TEXTE ÉTUDIÉ>
Dans ce numéro nous proposons une analyse de décisions judiciaires qui concernent tous les obstétriciens. Elle apporte un éclairage didactique sur la complexité judiciaire des décisions qui nous concernent. Les comprendre nous permet de mieux collaborer avec nos défenseurs au cours de nos mises en cause.
Nous remercions pour ces décisions commentées Maître Georges LACOEUILHE et Maître Hannah CHEREAU*, Avocats au Barreau de Paris.
B. de ROCHAMBEAU
De l’intransigeance croissante des juges en matière d’information
L’arrêt rendu par la 1 ère Chambre Civile de la Cour de Cassation le 25 janvier 2017 (n°RG 15-27.898) ne concerne pas des faits propres au domaine gynécologique ou obstétrique, mais sa solution de principe a vocation à s’appliquer à l’ensemble des domaines affectant la responsabilité médicale.
En l’espèce, il s’agissait d’une patiente qui, à la suite du diagnostic d’une sténose carotidienne droite, bénéficiait d’une artériographie à l’issue de laquelle il présentera la complication suivante : hémiplégie des membres inférieur et supérieur gauches.
La patiente assignait en responsabilité les praticiens concernés (chirurgien et radiologue) ainsi que l’Office National d’Indemnisation des accidents médicaux, affections iatrogènes et infections nosocomiales (l’ONIAM), aux fins d’obtenir de l’ONIAM une indemnisation de l’accident médical non fautif survenu, et des praticiens, une indemnisation en raison du défaut d’information préalable sur le risque d’hémiplégie lié à la pratique d’une artériographie.
Les praticiens ont été condamnés par les juges du fond en raison de ce défaut d’information, au titre, d’une part, d’une perte de chance d’éviter le dommage, si la patiente avait été dûment informée et avait choisi de se soustraire en conséquence à l’artériographie, et d’autre part, au titre d’un préjudice moral d’impréparation au risque survenu.
L’ONIAM était condamné à réparer la part du dommage corporel non réparée par les praticiens.
Néanmoins, les deux praticiens décidaient de former un pourvoi en cassation à l’encontre de la décision de condamnation prononcée en appel, en faisant valoir que le défaut d’information ne pouvait être indemnisé sous le prisme de ces deux modalités de réparation : perte de chance (réparable sous la forme d’une fraction du préjudice corporel) et préjudice moral distinct (réparable par l’allocation d’une somme fixe, déterminée souverainement par les juges du fond).

CONSIGNES DE L'EXERCICE>
(1) D'après le texte étudié, pourquoi les deux praticiens ont-ils formé un pourvoi en cassation contre la décision rendue en appel ? Répondez en une à trois phrases.
(2) Recopiez fidèlement le passage du texte étudié qui va de "La patiente assignait" jusqu'à "au risque survenu.".

DONNÉES DISPONIBLES>
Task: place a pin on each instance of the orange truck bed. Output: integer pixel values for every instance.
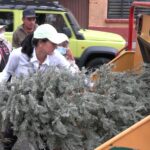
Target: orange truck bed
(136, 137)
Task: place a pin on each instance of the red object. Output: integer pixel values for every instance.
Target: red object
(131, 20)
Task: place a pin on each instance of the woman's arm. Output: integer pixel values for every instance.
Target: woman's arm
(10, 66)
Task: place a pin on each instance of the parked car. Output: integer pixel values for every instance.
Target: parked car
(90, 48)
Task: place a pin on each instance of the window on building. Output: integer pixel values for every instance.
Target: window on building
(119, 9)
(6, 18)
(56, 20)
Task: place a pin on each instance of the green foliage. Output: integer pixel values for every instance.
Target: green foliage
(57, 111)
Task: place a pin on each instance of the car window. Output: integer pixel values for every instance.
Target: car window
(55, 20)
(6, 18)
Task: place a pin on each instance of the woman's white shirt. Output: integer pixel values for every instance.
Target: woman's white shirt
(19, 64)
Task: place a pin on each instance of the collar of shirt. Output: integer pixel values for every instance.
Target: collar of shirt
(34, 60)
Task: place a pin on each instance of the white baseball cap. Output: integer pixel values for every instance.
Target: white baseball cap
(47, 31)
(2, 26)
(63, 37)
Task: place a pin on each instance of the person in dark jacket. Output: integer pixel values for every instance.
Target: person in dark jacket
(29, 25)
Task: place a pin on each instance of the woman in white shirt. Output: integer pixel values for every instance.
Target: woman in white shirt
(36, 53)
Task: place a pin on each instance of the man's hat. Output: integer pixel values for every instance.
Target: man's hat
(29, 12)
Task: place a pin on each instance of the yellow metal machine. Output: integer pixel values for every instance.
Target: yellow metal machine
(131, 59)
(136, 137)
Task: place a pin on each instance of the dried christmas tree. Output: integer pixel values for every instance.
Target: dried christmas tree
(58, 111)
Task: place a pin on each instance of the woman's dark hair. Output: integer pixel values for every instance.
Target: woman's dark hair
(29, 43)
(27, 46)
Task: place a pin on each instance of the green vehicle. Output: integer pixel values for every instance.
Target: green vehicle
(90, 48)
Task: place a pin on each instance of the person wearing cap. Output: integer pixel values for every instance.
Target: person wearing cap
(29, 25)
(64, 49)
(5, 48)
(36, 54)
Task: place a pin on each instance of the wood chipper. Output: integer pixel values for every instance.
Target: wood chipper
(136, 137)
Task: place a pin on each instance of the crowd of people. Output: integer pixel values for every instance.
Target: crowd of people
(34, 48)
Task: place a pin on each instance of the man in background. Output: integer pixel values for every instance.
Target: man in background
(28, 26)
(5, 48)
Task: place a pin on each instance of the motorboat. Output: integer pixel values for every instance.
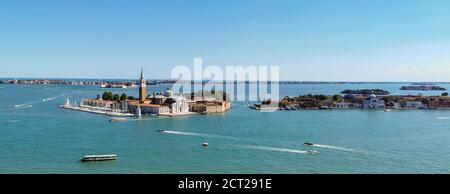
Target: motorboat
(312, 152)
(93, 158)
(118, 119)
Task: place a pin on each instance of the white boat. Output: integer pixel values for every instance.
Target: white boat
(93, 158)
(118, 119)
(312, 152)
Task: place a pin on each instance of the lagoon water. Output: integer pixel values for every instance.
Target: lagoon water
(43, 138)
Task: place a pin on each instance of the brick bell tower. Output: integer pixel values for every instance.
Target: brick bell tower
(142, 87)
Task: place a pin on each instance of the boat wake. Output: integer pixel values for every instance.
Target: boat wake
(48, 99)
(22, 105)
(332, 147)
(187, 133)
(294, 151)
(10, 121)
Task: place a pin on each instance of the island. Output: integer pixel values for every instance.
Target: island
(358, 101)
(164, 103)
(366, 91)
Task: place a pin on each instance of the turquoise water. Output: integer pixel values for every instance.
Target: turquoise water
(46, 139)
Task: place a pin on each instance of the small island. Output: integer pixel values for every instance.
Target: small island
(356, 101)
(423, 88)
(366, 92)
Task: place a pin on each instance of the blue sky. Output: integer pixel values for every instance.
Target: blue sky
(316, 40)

* * *

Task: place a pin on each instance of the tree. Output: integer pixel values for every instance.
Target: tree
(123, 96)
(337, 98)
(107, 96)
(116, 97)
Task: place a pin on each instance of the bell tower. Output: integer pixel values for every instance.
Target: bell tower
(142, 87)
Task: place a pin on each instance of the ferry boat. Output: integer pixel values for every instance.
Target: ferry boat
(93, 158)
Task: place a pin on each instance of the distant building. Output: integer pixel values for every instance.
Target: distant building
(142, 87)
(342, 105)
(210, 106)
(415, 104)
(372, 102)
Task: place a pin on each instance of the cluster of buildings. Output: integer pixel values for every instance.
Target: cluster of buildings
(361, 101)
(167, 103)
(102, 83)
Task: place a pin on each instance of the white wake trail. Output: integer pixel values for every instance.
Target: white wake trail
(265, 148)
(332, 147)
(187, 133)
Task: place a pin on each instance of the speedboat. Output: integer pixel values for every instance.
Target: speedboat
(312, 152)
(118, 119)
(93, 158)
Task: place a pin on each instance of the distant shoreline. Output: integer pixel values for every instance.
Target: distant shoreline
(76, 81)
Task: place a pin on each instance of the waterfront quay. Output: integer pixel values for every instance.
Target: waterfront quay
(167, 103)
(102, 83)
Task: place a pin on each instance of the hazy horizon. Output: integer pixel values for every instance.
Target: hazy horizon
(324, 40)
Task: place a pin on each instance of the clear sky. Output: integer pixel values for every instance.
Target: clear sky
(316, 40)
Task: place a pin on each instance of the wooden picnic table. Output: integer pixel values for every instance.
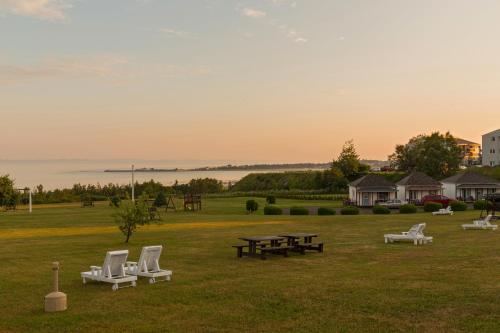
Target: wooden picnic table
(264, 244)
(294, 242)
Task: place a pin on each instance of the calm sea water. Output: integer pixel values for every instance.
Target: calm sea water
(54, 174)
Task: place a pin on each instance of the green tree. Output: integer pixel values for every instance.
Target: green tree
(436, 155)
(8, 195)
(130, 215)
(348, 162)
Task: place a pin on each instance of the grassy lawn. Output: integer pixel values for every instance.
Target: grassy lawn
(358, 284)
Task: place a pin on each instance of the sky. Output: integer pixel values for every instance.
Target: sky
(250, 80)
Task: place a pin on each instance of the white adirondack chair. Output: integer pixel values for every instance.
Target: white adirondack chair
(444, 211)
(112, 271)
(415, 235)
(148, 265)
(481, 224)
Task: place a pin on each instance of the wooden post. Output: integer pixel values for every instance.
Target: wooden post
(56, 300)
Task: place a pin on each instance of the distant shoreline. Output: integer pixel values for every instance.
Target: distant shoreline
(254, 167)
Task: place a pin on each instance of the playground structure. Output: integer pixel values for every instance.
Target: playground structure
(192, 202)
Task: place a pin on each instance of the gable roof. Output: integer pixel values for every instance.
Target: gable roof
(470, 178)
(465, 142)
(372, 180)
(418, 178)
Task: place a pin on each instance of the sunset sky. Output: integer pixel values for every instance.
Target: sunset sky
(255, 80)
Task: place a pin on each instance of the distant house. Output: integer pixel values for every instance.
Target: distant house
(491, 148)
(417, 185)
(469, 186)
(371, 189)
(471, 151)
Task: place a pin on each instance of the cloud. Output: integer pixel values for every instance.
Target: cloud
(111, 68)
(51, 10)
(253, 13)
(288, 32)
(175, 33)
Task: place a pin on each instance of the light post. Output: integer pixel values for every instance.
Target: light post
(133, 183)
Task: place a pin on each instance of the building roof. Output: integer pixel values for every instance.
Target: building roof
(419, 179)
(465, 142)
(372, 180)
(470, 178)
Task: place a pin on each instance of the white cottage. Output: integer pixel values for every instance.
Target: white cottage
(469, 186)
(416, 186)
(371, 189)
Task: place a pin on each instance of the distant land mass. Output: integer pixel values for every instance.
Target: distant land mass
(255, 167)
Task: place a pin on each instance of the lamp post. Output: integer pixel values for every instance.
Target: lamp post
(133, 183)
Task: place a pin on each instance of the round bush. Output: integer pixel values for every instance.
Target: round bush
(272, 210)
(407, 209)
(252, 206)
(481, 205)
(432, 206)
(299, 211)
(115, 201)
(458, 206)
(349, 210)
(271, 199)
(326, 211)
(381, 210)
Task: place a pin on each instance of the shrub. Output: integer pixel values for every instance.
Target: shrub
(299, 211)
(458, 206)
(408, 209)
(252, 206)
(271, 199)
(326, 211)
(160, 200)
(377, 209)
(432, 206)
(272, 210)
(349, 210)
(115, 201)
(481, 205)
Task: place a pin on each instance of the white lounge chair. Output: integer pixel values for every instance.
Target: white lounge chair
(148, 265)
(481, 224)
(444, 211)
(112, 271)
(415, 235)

* * *

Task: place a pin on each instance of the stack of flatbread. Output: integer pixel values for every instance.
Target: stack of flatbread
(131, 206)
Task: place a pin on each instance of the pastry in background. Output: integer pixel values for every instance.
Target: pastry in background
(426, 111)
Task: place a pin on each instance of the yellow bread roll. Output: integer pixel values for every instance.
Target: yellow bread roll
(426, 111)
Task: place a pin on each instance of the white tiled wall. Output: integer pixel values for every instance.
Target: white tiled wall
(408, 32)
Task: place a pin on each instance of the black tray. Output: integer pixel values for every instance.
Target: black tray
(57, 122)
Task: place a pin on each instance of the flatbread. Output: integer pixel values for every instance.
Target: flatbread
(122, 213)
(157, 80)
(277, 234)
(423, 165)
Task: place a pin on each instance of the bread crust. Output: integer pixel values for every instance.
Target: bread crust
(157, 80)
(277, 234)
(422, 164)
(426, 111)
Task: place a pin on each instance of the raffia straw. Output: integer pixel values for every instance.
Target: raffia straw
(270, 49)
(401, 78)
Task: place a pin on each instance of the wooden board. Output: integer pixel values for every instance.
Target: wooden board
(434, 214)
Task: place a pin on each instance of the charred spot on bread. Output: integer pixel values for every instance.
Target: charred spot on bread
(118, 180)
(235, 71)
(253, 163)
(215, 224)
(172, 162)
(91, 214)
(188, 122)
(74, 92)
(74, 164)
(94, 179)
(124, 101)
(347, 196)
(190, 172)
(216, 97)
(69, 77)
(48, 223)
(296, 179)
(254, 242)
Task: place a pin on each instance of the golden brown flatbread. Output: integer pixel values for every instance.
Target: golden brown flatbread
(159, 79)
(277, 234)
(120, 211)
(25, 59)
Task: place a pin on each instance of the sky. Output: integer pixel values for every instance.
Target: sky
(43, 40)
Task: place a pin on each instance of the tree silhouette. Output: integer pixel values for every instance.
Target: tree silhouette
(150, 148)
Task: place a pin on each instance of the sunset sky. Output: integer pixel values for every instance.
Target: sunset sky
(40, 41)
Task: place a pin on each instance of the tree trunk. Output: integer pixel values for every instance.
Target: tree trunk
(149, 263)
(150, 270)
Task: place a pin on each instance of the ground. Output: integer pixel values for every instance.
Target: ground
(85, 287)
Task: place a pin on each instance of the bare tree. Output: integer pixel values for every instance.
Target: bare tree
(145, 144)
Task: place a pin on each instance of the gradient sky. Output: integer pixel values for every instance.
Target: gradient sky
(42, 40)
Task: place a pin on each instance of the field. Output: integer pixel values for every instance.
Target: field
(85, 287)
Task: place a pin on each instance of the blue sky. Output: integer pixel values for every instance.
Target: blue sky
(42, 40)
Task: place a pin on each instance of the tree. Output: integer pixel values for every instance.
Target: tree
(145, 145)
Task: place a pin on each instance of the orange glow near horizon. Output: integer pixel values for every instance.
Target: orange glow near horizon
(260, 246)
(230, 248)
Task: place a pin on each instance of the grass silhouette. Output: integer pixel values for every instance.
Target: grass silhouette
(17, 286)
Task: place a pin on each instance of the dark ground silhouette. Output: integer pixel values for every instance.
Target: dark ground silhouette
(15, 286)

RÉPONSES PAR TÂCHE>
(1) Les deux praticiens contestaient leur condamnation en appel. Selon eux, le défaut d'information ne pouvait pas être indemnisé à la fois par une perte de chance, réparable sous la forme d'une fraction du préjudice corporel, et par un préjudice moral distinct, réparable par une somme fixe déterminée souverainement par les juges du fond.

(2)
La patiente assignait en responsabilité les praticiens concernés (chirurgien et radiologue) ainsi que l’Office National d’Indemnisation des accidents médicaux, affections iatrogènes et infections nosocomiales (l’ONIAM), aux fins d’obtenir de l’ONIAM une indemnisation de l’accident médical non fautif survenu, et des praticiens, une indemnisation en raison du défaut d’information préalable sur le risque d’hémiplégie lié à la pratique d’une artériographie.
Les praticiens ont été condamnés par les juges du fond en raison de ce défaut d’information, au titre, d’une part, d’une perte de chance d’éviter le dommage, si la patiente avait été dûment informée et avait choisi de se soustraire en conséquence à l’artériographie, et d’autre part, au titre d’un préjudice moral d’impréparation au risque survenu.